**Data supplied:**
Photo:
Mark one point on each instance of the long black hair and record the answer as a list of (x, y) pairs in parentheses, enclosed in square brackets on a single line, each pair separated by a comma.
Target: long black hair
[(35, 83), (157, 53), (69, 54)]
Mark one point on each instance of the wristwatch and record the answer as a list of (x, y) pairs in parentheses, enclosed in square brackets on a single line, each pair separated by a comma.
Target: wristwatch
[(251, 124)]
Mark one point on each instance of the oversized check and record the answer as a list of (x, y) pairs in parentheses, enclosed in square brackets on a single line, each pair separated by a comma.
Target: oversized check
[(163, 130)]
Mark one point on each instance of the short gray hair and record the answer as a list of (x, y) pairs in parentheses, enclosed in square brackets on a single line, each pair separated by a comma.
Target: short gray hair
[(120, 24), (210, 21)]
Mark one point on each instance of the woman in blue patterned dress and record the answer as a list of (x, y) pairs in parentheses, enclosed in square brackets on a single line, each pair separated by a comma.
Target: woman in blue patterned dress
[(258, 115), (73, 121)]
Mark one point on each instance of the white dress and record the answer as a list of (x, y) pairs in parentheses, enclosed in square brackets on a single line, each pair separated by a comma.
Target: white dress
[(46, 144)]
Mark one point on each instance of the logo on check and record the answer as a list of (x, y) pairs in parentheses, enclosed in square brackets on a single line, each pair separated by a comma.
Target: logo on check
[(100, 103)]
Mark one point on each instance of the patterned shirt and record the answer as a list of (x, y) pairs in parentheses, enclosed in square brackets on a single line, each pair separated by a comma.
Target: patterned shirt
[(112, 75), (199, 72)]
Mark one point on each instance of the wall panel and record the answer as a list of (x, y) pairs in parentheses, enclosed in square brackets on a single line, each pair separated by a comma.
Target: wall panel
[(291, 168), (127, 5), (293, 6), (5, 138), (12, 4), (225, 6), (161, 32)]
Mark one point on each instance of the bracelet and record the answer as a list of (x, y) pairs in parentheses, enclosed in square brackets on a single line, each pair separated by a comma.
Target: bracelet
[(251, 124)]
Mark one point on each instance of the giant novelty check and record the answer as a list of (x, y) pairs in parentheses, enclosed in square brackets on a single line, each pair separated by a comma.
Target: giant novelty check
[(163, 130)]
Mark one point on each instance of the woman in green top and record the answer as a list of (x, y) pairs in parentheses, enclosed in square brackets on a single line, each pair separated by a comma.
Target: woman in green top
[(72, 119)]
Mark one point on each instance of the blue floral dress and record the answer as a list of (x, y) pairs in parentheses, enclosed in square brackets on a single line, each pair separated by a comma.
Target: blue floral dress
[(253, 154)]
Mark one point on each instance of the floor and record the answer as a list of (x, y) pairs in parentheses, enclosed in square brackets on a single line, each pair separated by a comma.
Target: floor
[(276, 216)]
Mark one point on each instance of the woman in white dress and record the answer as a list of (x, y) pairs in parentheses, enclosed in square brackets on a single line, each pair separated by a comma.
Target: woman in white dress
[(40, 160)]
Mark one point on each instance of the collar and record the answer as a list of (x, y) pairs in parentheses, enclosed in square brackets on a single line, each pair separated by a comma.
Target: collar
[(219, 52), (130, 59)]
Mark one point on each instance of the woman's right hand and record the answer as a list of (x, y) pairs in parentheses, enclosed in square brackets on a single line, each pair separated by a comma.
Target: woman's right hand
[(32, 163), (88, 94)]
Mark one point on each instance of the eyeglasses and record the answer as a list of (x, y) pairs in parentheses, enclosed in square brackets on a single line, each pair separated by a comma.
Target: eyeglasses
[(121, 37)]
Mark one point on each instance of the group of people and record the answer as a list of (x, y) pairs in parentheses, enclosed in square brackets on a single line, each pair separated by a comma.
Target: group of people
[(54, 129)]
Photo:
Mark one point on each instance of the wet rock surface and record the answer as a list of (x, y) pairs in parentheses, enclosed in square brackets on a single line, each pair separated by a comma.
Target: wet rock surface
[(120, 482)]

**Short problem:** Rewrite all of the lines above, changing each "Mark one point" to "Put one point" and leaving everything else untouched.

**Task response:**
Photo:
Put one point on each instance of the long black hair and record the answer as a list of (x, y) pairs in parentheses, enclosed in square brackets on a single line, each pair separated by a comma.
Target: long black hair
[(35, 83), (157, 53), (69, 54)]
Put one point on each instance of the wristwatch and record the answer as a list of (x, y) pairs in parentheses, enclosed in square brackets on a single line, each pair separated by a comma.
Target: wristwatch
[(251, 124)]
Put one point on each instance of the oversized check and record the answer as a list of (x, y) pairs in parentheses, enclosed in square brackets on a single line, each pair separated by a comma.
Target: oversized check
[(163, 130)]
Put one point on each instance of the short gray hair and record the answer as a list of (x, y) pairs in parentheses, enclosed in square brackets on a single line, each pair separated by a comma.
Target: short gray hair
[(120, 24), (210, 21)]
Put one point on each instance of the woman in blue patterned dress and record the answer as a list of (x, y) pairs in parentheses, enclosed in square brackets on a single line, each pair separated by a comma.
Target: woman in blue patterned dress
[(258, 115), (73, 121)]
Put one point on each instance of the white dress and record the answer as a list of (x, y) pairs in parentheses, enclosed in square brackets on a single line, each pair separated by a comma.
Target: white dress
[(46, 144)]
Put one point on each instance of the logo on check and record the answer as a list of (x, y) pairs in parentheses, enclosed in square brackets on a single line, each pair separated by a comma.
Target: logo on check
[(100, 103)]
Put one point on each instance of the patterned shirt and record the answer as a list of (x, y) pairs in parentheses, enclosed in square brackets on a single line, each pair separated by a comma.
Target: patterned shirt
[(112, 75), (199, 72)]
Put one point on each instance of the wall panel and record the answer as a list of (x, y) pairs in parentheses, enclosed in square brackets on a single line, each pair separated by a comma.
Target: wall panel
[(291, 168), (127, 5), (293, 6), (5, 138), (12, 4), (225, 6), (161, 32)]
Put one point on each instance of the bracelet and record the answer as a list of (x, y) pairs in parentheses, enclosed in square brackets on a single line, each pair separated by a comma.
Target: bracelet
[(251, 124)]
Put one point on each instance of the giant novelty check and record the answer as a list of (x, y) pairs in parentheses, enclosed in square brackets on a single line, each pair separated by a comma.
Target: giant novelty check
[(163, 130)]
Put one point on each instance of the woman in green top and record the answer as a list of (x, y) pairs in parentheses, enclosed in square brackets on a single line, each pair separated by a comma.
Target: woman in green top
[(72, 119)]
Put one point on each instance of the blue floral dress and record the answer as a list of (x, y) pairs in parentheses, enclosed in square brackets on a single line, each pair separated by a comma.
Target: blue floral dress
[(253, 154)]
Put one point on each instance of the floor and record the answer as a list of (x, y) pairs in parentheses, enclosed in square brackets on a single line, each pair separated by a comma.
Target: floor
[(276, 216)]
Put one point on each instance of the woman in white dress and record the answer as a list of (x, y) pairs in parentheses, enclosed in square brackets on a single line, each pair separated by a comma.
Target: woman in white dress
[(40, 160)]
Put one point on each instance of the collar and record the answer as a list of (x, y) pairs in parentheses, enclosed in square brackets on a single line, each pair separated by a comma.
Target: collar
[(219, 52), (130, 59)]
Put one point on each instance of the woman's right hand and record the answer as a list of (x, y) pairs in parentheses, enclosed in square brackets on a single line, each pair separated by a comma.
Target: woman's right hand
[(32, 163), (88, 94)]
Put one point on each instance of the eyeglasses and record the answer as a list of (x, y) pairs in parentheses, enclosed in square brackets on a single line, each pair separated by a comma.
Target: eyeglasses
[(121, 37)]
Put one point on each instance of the group of people and record the answer as a list of (x, y) pairs in parentheses, enclosed in square brackets on a single line, each pair separated by a comma.
Target: group of people
[(54, 129)]
Photo:
Put one point on each instance of the wet rock surface and record the answer as a list of (x, y) pairs in parentheses, enclosed in square brackets on a single line, each pair separated by a comma.
Target: wet rock surface
[(120, 482)]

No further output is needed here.